[Outline labeling records]
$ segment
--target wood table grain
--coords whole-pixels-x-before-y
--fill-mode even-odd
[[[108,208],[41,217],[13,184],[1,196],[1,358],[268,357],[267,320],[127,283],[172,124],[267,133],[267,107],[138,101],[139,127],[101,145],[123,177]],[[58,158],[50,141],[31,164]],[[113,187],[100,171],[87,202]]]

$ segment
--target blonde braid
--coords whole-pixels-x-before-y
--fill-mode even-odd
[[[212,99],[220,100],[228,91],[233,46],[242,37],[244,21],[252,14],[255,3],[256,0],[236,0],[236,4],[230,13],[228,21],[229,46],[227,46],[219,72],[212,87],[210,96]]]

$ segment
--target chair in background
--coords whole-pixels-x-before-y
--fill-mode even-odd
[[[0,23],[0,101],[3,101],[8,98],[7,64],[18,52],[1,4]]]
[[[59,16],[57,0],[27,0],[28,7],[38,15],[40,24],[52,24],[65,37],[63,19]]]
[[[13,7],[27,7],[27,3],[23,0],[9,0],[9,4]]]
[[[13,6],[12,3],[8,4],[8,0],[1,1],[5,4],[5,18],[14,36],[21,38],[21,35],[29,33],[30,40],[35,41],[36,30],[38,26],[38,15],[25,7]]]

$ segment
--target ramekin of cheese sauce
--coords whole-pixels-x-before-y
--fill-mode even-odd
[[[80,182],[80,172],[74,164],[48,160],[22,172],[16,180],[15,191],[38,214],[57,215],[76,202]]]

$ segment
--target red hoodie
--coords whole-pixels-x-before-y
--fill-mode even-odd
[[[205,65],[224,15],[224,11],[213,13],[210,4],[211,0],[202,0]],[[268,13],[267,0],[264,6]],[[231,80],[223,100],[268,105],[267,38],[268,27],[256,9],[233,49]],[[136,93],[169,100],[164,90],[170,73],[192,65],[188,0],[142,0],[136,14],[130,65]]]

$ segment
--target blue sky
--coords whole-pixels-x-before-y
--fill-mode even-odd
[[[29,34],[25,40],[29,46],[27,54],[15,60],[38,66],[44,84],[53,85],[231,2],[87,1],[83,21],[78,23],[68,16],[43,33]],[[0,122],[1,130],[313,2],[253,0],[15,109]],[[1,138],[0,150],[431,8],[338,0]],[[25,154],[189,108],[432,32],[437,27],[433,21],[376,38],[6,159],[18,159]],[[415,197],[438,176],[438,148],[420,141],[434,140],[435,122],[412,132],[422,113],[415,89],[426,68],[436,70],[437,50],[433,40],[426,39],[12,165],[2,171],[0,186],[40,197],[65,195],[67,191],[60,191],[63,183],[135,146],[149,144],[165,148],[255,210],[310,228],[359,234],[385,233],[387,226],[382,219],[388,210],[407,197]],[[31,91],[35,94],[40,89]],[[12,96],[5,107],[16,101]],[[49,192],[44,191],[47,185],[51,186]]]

_Directions for this task_
Convert every line above into a JSON list of strings with one string per line, leaving out the blank lines.

_Correct answer_
[
  "$ segment",
  "--target wood table grain",
  "--coords whole-pixels-x-before-y",
  "--fill-mode even-odd",
  "[[[108,208],[41,217],[13,184],[1,196],[1,358],[268,357],[267,320],[127,283],[172,124],[267,133],[267,107],[138,101],[139,127],[101,145],[123,177]],[[58,158],[50,141],[31,164]],[[113,187],[100,171],[87,202]]]",
  "$ segment",
  "--target blonde braid",
  "--coords whole-pixels-x-before-y",
  "--fill-mode even-odd",
  "[[[212,99],[220,100],[228,91],[233,46],[242,37],[244,21],[252,14],[255,3],[256,0],[236,0],[236,4],[230,13],[228,21],[229,46],[227,46],[219,72],[212,87],[210,96]]]",
  "$ segment",
  "--target chair in background",
  "--coords whole-pixels-x-before-y",
  "--fill-mode even-odd",
  "[[[0,23],[0,101],[3,101],[8,98],[7,64],[18,52],[1,4]]]",
  "[[[59,16],[57,0],[27,0],[28,7],[38,15],[40,24],[52,24],[65,37],[63,19]]]",
  "[[[13,7],[27,7],[27,3],[23,0],[9,0],[9,4]]]",
  "[[[13,6],[12,3],[8,4],[8,0],[1,1],[5,4],[5,18],[14,36],[21,38],[21,35],[29,33],[30,40],[35,41],[36,30],[38,26],[38,15],[25,7]]]",
  "$ segment",
  "--target ramekin of cheese sauce",
  "--coords whole-pixels-x-before-y",
  "--fill-mode even-odd",
  "[[[80,182],[80,172],[74,164],[48,160],[22,172],[16,180],[15,191],[38,214],[57,215],[76,202]]]",
  "$ segment",
  "--target red hoodie",
  "--coords whole-pixels-x-before-y",
  "--fill-mode even-odd",
  "[[[205,65],[224,15],[224,11],[213,13],[210,4],[211,0],[202,0]],[[268,13],[267,0],[264,6]],[[231,80],[223,100],[268,105],[267,38],[268,27],[256,9],[233,49]],[[136,93],[169,100],[164,90],[170,73],[192,65],[188,0],[142,0],[136,14],[130,65]]]",
  "$ segment",
  "--target blue sky",
  "--coords whole-pixels-x-before-y",
  "--fill-mode even-odd",
  "[[[29,34],[25,40],[29,46],[27,54],[15,60],[38,66],[44,84],[53,85],[231,2],[87,1],[83,21],[78,23],[68,16],[43,33]],[[0,122],[1,130],[313,2],[253,0],[15,109]],[[1,138],[0,150],[431,8],[338,0]],[[25,154],[189,108],[432,32],[437,27],[433,21],[376,38],[6,159],[18,159]],[[415,197],[438,176],[438,148],[420,141],[434,140],[435,122],[412,132],[422,113],[415,89],[426,68],[436,70],[437,50],[433,40],[426,39],[12,165],[2,171],[0,186],[40,197],[65,195],[67,191],[60,191],[63,183],[135,146],[149,144],[165,148],[255,210],[310,228],[359,234],[385,233],[387,226],[382,219],[388,210],[407,197]],[[31,91],[35,94],[40,89]],[[12,96],[5,107],[16,101]],[[49,192],[44,191],[47,185],[51,186]]]"
]